● **DOCUMENT SECTION**:
Capital Requirements
     Our operations require continual investment to upgrade or enhance existing operations and to ensure compliance with safety, operational, and environmental regulations. Our capital requirements consist primarily of:

32


Table of Contents

    maintenance capital expenditures to maintain equipment reliability and safety and to address environmental regulations; and
 
    expansion capital expenditures to acquire complementary assets and to expand the capacity of our existing operations.
     The following table summarizes maintenance and expansion capital expenditures, excluding amounts paid for acquisitions, for the periods presented (in thousands):
                                 
    Three Months Ended     Six Months Ended  
    June 30,     June 30,  
    2006     2005     2006     2005  
Maintenance capital expenditures
  $ 917     $ 473     $ 2,078     $ 865  
Expansion capital expenditures
    21,333       16,333       33,734       22,018  
 
                       
Total
  $ 22,250     $ 16,806     $ 35,812     $ 22,883  
 
                       
     Expansion capital expenditures increased to $21.3 million and $33.7 million for the three and six months ended June 30, 2006, respectively, due principally to expansions of the Appalachia, Velma and Elk City gathering systems, processing facilities and compressor upgrades to accommodate new wells drilled in our service areas. Expansion capital expenditures for our Mid-Continent region for the three and six months ended June 30, 2006 also include costs incurred of approximately $10.2 million and $15.5 million, respectively, related to the construction of the Sweetwater gas plant, a new natural gas processing plant in Oklahoma expected to be operational in the third quarter of 2006 (see “— Significant Announced Internal Growth Project”). As of June 30, 2006, we have incurred $26.2 million of the projected $40 million in expenditures related to the Sweetwater project. Maintenance capital expenditures for the three and six months ended June 30, 2006 increased to $0.9 million and $2.1 million, respectively, due to the additional maintenance requirements of the 2005 acquisitions. As of June 30, 2006, we are committed to expend approximately $25.4 million on pipeline extensions, compressor station upgrades and processing facility upgrades, including $9.2 million related to the Sweetwater gas plant.

Detection examples
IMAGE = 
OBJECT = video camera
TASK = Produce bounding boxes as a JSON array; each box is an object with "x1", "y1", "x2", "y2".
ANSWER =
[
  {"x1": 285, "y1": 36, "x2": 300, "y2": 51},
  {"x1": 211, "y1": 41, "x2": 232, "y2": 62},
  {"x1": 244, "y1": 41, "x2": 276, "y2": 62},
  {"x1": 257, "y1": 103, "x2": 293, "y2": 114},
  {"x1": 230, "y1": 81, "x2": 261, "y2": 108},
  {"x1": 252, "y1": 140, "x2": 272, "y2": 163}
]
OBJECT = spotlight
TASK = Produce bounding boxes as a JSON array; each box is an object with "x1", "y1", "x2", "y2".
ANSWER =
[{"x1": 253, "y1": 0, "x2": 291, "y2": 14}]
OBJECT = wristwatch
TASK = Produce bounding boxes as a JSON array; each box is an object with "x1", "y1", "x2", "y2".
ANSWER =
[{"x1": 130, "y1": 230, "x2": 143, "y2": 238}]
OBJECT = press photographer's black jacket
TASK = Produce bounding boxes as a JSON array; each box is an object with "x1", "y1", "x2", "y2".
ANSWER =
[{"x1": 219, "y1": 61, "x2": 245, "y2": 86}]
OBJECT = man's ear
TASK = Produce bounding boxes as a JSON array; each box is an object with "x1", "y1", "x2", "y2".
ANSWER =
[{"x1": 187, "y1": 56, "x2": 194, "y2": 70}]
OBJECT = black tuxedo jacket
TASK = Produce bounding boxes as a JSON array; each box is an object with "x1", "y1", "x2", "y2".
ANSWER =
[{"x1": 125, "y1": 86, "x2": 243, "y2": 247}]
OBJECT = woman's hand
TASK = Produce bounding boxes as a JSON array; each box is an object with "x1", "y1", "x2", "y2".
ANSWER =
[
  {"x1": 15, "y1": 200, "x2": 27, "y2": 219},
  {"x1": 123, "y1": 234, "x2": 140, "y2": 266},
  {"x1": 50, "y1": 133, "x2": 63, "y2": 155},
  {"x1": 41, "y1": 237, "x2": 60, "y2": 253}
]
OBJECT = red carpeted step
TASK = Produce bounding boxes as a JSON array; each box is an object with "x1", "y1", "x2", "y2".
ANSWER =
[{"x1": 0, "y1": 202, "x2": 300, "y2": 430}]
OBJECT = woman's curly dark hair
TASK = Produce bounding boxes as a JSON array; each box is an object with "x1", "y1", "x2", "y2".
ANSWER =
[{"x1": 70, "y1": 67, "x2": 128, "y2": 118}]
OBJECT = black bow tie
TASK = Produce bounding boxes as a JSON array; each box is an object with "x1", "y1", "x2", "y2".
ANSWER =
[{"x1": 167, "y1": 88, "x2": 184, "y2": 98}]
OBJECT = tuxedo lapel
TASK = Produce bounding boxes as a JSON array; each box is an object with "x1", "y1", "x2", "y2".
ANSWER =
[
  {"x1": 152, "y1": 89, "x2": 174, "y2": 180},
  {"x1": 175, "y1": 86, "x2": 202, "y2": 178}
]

● **EXERCISE REQUIREMENTS**:
• 1. Using the capital requirements section, decide whether each statement agrees with it. Answer yes or no and quote the words that settle it. (a) The Sweetwater gas plant is being built in Oklahoma. (b) By June 30, 2006, the full projected $40 million for the Sweetwater project had been incurred. (c) The rise in maintenance capital expenditures is attributed to the 2005 acquisitions.
• 2. According to the capital requirements section, how much was committed as of June 30, 2006 for pipeline extensions, compressor station upgrades and processing facility upgrades?
• 3. Pick up the capital requirements section after its last sentence and write the next part.

● **RESPONSE LIST**:
• 1.
(a) Yes: "a new natural gas processing plant in Oklahoma"
(b) No: "we have incurred $26.2 million of the projected $40 million in expenditures related to the Sweetwater project"
(c) Yes: "due to the additional maintenance requirements of the 2005 acquisitions"

• 2. Approximately $25.4 million, including $9.2 million related to the Sweetwater gas plant.

• 3.
Partnership Distributions
     Our partnership agreement requires that we distribute 100% of available cash to our common unitholders and our general partner within 45 days following the end of each calendar quarter in accordance with their respective percentage interests. Available cash consists generally of all of our cash receipts, less cash disbursements and net additions to reserves, including any reserves required under debt instruments for future principal and interest payments.
     Our general partner is granted discretion by our partnership agreement to establish, maintain and adjust reserves for future operating expenses, debt service, maintenance capital expenditures, rate refunds and distributions for the next four quarters. These reserves are not restricted by magnitude, but only by type of future cash requirements with which they can be associated. When our general partner determines our quarterly distributions, it considers current and expected reserve needs along with current and expected cash flows to identify the appropriate sustainable distribution level.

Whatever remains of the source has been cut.